_Required actions_:
1. Quote every sentence in the PD-1 research passage below that uses the abbreviation "PD-1".
2. According to the PD-1 research passage below, in what share of patients are checkpoint inhibitors at least somewhat effective?
3. Continue the PD-1 research passage below, picking up after its last sentence.

_Extracted text_:
*-*-*
New research reveals that the PD-1 immune cell receptor works best as dimers, contrary to prior beliefs that it functions alone. This finding has significant implications for improving cancer immunotherapies and treating autoimmune diseases by targeting PD-1’s dimerization. The study highlights a promising direction for designing more effective treatments by adjusting PD-1’s ability to control immune responses.
Among the most important checkpoints is a protein called programmed cell death receptor 1 , which is shut down by a relatively new drug class called checkpoint inhibitors to make tumors “visible” again to immune attack. Such drugs are at least somewhat effective in a third of patients with a variety of cancers, say the study authors, but the field is urgently seeking ways to improve their performance and scope.
*-*-*
_Stored data_:

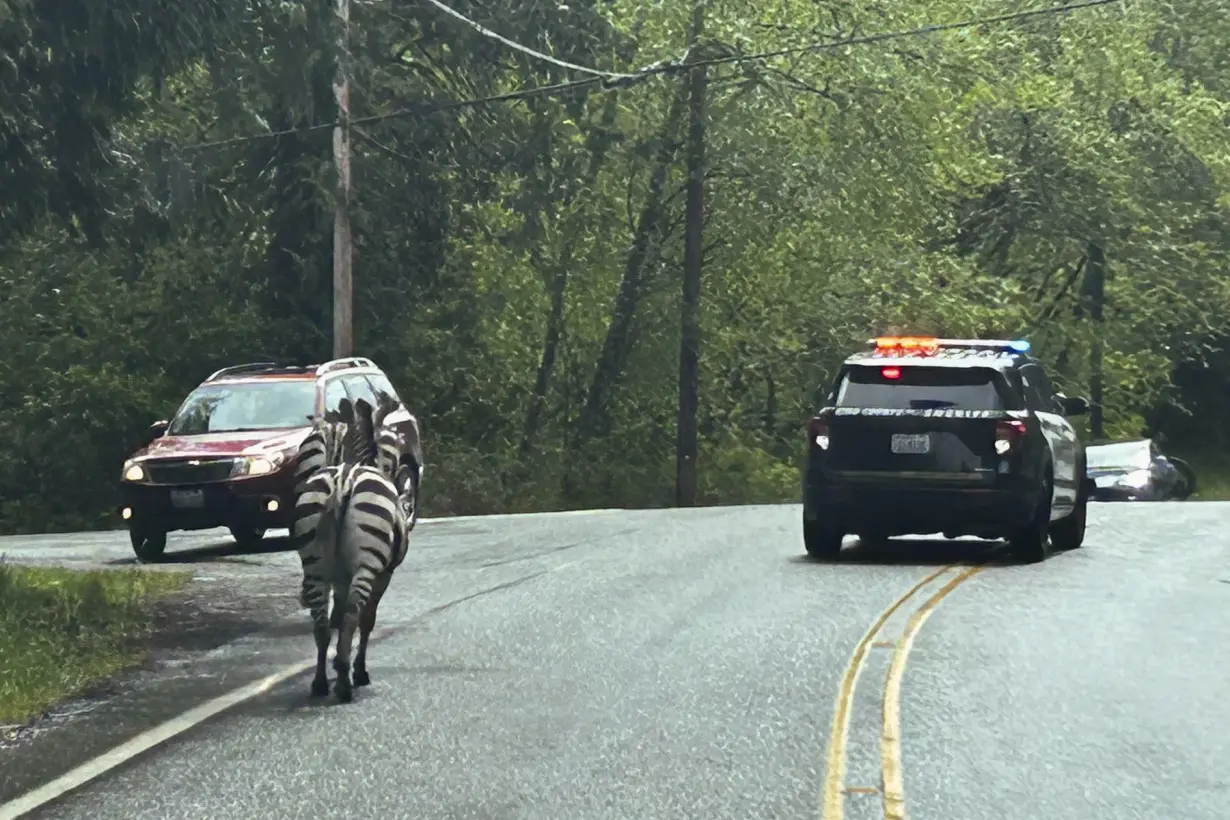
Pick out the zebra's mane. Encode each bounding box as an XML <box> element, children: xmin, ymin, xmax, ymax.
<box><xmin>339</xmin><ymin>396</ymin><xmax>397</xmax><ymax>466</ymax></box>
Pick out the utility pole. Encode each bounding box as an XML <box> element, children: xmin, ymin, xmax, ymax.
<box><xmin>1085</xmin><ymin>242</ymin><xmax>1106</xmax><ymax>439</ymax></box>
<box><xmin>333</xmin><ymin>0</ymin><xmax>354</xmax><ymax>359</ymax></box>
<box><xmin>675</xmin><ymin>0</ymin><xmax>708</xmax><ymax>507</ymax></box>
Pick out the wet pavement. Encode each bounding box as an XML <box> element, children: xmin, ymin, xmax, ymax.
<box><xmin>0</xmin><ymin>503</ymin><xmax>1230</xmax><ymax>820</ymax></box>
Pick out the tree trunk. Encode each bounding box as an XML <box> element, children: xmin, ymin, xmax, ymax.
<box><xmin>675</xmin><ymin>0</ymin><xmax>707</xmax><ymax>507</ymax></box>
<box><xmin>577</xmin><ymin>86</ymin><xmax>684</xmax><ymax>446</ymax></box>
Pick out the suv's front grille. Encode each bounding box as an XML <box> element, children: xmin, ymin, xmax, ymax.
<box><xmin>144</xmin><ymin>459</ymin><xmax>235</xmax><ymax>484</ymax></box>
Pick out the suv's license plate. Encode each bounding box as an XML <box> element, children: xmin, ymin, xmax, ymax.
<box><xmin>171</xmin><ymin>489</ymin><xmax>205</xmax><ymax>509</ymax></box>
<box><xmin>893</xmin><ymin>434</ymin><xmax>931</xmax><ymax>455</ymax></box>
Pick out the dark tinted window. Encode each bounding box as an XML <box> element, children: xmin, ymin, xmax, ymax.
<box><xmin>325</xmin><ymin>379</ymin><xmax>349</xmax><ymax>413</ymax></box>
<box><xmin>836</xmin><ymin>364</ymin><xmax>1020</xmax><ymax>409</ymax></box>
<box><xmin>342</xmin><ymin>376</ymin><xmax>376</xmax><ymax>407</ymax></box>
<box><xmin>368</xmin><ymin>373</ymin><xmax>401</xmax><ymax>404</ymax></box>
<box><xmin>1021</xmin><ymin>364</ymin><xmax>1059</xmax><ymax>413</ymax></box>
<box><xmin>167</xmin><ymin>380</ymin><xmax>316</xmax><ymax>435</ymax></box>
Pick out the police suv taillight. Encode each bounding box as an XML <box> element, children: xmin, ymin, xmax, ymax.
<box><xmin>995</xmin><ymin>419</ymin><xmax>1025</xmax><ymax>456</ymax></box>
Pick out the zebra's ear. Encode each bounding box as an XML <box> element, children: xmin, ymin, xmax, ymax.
*-*-*
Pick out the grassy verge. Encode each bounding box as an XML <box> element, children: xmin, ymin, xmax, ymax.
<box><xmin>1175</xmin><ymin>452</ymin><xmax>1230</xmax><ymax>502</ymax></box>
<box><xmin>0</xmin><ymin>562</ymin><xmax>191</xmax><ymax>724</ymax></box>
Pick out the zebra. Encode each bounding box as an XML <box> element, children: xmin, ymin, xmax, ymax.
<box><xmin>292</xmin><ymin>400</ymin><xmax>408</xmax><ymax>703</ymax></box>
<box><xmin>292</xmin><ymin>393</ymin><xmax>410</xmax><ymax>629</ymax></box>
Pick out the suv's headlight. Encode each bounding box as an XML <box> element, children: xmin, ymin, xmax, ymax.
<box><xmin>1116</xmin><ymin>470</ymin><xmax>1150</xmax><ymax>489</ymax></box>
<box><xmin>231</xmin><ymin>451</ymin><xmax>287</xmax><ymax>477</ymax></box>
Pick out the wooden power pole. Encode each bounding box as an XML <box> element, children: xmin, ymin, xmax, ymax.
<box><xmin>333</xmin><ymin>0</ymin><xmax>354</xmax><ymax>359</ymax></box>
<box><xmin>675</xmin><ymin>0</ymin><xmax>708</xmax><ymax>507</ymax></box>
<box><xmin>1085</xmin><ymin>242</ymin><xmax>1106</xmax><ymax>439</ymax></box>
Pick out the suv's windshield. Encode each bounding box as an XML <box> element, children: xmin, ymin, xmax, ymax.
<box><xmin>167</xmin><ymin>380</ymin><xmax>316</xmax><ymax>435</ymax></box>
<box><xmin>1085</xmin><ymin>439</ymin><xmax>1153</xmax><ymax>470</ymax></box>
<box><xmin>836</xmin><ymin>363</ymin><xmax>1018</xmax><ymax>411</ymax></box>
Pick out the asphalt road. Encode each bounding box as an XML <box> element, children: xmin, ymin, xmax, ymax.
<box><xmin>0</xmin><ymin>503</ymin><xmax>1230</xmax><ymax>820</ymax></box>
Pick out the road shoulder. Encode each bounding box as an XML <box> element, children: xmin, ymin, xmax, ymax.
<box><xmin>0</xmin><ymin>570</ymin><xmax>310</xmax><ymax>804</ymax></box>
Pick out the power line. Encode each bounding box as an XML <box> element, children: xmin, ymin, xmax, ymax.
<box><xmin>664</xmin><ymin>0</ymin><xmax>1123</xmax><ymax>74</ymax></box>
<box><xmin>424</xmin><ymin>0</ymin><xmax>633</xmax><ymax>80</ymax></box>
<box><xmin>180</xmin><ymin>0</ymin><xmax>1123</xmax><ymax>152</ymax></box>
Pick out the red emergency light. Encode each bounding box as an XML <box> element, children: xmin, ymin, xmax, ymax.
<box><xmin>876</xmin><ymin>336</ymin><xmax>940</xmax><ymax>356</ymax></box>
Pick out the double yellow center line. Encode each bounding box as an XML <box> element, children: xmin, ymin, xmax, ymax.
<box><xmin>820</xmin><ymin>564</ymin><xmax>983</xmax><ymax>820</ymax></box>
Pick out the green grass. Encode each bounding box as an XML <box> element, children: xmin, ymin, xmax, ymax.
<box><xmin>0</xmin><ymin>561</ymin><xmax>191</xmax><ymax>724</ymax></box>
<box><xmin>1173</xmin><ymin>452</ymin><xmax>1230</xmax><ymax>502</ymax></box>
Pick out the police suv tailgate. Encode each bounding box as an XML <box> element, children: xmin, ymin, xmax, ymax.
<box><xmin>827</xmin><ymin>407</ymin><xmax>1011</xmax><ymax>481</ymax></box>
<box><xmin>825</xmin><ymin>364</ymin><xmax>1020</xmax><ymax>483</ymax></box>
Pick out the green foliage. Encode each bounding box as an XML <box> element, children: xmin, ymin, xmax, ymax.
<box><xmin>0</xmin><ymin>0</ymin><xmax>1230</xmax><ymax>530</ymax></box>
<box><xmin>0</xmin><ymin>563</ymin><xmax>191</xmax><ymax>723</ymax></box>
*-*-*
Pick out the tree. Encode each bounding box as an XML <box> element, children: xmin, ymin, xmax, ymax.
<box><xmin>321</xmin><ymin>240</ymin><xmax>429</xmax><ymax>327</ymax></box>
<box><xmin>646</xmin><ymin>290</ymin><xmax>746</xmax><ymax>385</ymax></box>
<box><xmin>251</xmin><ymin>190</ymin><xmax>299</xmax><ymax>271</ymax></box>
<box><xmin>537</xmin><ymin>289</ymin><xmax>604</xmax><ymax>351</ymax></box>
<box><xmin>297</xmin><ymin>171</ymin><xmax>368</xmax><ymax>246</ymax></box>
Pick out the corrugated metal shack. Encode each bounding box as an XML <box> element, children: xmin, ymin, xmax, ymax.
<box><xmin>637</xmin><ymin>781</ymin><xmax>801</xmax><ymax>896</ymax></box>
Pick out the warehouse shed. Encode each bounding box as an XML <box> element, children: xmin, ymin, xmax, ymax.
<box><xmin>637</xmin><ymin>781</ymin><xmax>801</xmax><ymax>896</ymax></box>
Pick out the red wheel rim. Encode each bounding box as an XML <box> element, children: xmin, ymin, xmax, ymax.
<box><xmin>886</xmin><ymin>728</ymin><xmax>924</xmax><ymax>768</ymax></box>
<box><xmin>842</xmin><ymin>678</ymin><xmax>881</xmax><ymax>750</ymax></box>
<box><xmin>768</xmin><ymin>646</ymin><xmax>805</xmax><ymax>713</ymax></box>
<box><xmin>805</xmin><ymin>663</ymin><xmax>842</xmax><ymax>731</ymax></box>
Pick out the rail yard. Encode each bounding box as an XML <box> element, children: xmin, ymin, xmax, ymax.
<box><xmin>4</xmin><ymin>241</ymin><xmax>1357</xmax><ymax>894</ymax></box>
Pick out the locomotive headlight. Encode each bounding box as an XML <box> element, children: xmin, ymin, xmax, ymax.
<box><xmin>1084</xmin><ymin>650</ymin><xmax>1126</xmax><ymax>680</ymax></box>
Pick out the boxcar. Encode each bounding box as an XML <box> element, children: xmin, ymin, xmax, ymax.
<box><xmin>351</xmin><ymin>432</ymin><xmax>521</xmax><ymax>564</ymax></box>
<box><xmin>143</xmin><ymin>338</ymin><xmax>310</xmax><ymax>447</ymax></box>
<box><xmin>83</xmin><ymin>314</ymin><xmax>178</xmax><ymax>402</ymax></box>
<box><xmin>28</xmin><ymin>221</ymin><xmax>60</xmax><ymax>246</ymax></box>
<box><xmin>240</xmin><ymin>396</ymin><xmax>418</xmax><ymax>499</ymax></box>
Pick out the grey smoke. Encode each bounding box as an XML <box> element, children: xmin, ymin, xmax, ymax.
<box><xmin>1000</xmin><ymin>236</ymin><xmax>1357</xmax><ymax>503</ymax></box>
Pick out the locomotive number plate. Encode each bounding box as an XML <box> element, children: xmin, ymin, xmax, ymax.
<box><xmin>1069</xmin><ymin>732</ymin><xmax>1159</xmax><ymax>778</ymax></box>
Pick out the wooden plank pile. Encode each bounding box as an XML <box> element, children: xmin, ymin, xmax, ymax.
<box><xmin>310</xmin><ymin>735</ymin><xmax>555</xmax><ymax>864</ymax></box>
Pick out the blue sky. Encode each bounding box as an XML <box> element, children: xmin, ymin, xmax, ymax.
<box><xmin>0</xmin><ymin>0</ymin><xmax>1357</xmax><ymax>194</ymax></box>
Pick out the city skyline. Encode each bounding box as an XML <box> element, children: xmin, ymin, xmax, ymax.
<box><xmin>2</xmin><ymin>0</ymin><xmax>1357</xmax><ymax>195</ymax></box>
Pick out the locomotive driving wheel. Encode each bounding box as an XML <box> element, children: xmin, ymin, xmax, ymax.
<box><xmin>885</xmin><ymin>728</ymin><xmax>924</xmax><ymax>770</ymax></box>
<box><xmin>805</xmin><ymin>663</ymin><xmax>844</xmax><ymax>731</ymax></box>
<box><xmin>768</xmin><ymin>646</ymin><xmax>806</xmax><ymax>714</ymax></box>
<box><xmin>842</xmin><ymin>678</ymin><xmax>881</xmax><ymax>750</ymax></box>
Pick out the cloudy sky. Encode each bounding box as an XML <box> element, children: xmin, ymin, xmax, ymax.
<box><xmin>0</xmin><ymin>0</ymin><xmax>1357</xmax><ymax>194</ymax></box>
*-*-*
_Exercise answers_:
1.
1. New research reveals that the PD-1 immune cell receptor works best as dimers, contrary to prior beliefs that it functions alone.
2. This finding has significant implications for improving cancer immunotherapies and treating autoimmune diseases by targeting PD-1’s dimerization.
3. The study highlights a promising direction for designing more effective treatments by adjusting PD-1’s ability to control immune responses.

2. In a third of patients with a variety of cancers.

3.
Study results showed that PD-1 forms a dimer through interactions of its transmembrane segment. Researchers say this finding is in sharp contrast to other immune receptors, which typically form dimers through the segment of the receptor that is outside the cell. “Our study reveals that the PD-1 receptor functions optimally as dimers driven by interactions within the transmembrane domain on the surface of T cells, contrary to the dogma that PD-1 is a monomer,” said study lead investigator and physician-scientist Elliot Philips, MD, PhD, an internal medicine resident at NYU Grossman School of Medicine and Perlmutter Cancer Center. Philips is also an alumnus of the Vilcek Institute of Biomedical Sciences at NYU.